begin Records

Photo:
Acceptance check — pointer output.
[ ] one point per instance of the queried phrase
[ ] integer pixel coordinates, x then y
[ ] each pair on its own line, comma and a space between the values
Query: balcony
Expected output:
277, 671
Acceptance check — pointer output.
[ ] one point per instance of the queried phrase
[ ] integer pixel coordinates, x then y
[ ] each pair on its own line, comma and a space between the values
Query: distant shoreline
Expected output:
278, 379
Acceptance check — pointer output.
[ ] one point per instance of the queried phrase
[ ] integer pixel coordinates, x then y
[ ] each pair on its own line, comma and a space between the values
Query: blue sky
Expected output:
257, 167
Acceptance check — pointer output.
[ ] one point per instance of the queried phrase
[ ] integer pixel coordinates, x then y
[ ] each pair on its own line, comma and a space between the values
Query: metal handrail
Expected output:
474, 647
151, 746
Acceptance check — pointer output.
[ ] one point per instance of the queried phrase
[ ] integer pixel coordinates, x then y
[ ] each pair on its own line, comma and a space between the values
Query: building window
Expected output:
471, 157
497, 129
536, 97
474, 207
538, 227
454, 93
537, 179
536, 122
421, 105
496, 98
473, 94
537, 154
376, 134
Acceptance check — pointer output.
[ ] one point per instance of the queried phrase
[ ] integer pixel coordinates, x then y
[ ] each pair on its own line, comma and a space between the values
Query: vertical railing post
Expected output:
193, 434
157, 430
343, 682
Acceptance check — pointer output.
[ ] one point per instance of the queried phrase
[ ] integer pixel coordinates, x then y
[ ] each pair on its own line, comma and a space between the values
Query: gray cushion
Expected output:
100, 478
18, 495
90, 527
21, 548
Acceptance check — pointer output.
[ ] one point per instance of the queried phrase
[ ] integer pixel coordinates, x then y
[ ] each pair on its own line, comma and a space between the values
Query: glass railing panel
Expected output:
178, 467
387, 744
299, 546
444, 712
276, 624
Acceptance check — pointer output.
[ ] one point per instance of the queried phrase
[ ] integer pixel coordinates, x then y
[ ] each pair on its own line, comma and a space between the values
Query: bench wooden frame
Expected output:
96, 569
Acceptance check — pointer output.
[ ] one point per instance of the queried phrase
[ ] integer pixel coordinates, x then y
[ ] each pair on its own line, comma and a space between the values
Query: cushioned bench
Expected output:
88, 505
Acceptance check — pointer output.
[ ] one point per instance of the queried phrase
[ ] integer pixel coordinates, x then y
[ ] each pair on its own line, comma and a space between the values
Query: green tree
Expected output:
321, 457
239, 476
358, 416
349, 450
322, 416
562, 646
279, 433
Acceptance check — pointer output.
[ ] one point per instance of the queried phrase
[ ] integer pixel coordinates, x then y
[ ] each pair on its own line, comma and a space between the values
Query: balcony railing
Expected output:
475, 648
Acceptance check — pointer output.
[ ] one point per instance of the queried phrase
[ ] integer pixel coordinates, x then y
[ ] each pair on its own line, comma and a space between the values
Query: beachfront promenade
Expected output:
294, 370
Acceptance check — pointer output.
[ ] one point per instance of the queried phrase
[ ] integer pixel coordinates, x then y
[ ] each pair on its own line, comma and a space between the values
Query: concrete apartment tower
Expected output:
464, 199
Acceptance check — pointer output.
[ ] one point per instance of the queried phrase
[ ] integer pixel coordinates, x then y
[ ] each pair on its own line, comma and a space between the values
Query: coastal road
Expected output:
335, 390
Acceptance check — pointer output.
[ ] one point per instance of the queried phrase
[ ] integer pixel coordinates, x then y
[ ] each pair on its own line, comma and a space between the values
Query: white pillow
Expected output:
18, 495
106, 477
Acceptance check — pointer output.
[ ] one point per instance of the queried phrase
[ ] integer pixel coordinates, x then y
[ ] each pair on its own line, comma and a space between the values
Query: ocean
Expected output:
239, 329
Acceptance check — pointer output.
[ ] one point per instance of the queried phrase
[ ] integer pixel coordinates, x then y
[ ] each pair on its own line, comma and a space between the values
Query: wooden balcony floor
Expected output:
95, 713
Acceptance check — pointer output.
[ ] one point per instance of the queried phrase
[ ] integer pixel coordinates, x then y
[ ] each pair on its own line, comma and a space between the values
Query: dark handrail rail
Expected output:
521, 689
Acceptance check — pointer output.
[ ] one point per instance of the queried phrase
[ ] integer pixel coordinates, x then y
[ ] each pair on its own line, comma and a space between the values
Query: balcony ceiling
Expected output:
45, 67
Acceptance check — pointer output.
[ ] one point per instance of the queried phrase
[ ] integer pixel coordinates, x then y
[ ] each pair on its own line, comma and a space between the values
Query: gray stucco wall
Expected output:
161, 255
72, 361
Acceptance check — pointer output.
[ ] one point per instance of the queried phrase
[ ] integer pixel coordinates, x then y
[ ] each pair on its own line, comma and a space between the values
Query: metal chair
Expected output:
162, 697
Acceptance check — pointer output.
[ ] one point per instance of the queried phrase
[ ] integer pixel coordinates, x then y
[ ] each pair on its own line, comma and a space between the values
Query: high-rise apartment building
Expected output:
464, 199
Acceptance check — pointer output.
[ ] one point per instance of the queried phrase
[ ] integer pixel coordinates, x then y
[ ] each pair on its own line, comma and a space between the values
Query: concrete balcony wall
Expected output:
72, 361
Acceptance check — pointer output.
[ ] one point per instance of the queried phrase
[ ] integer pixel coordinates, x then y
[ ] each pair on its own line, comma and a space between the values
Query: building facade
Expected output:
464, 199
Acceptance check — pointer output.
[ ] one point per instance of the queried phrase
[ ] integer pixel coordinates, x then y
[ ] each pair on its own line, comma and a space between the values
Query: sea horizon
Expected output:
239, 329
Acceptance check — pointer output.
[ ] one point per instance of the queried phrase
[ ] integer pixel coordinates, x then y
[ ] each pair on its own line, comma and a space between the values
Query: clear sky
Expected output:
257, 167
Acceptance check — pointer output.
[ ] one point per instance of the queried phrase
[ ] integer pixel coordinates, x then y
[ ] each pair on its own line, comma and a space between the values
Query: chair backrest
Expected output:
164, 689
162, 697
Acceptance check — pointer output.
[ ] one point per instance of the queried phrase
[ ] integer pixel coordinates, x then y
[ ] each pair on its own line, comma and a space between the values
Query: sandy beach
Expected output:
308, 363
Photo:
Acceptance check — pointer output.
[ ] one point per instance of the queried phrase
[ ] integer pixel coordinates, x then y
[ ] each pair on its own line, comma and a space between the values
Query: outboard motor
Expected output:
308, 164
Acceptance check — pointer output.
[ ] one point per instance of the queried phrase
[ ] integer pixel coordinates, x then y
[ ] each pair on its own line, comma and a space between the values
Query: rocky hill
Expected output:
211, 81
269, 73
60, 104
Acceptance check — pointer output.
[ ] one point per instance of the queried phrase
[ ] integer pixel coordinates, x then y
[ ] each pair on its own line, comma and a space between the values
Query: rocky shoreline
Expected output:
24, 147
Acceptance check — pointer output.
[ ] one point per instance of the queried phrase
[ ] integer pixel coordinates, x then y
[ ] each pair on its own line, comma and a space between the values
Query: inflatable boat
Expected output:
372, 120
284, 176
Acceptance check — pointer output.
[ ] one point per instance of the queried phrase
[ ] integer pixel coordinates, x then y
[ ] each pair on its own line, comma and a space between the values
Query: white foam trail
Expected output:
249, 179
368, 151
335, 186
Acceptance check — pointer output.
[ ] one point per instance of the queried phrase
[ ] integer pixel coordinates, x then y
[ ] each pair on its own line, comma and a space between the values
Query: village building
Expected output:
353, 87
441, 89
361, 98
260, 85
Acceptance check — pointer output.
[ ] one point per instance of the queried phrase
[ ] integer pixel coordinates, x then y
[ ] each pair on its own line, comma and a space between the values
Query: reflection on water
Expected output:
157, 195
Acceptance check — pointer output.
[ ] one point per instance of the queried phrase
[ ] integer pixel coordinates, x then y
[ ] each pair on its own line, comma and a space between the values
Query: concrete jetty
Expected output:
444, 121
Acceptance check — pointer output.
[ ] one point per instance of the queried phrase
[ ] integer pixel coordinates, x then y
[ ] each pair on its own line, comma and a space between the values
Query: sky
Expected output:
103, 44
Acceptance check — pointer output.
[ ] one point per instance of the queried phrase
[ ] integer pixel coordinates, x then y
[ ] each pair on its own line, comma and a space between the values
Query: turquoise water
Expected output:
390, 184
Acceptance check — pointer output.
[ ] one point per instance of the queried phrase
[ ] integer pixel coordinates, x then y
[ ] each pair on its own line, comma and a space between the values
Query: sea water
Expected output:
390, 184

end Records

### Problem to work on
From the listing above, pick out every line that contains the string "concrete", matching case exactly.

### Expected answer
Query: concrete apartment tower
Query: concrete balcony wall
Query: concrete jetty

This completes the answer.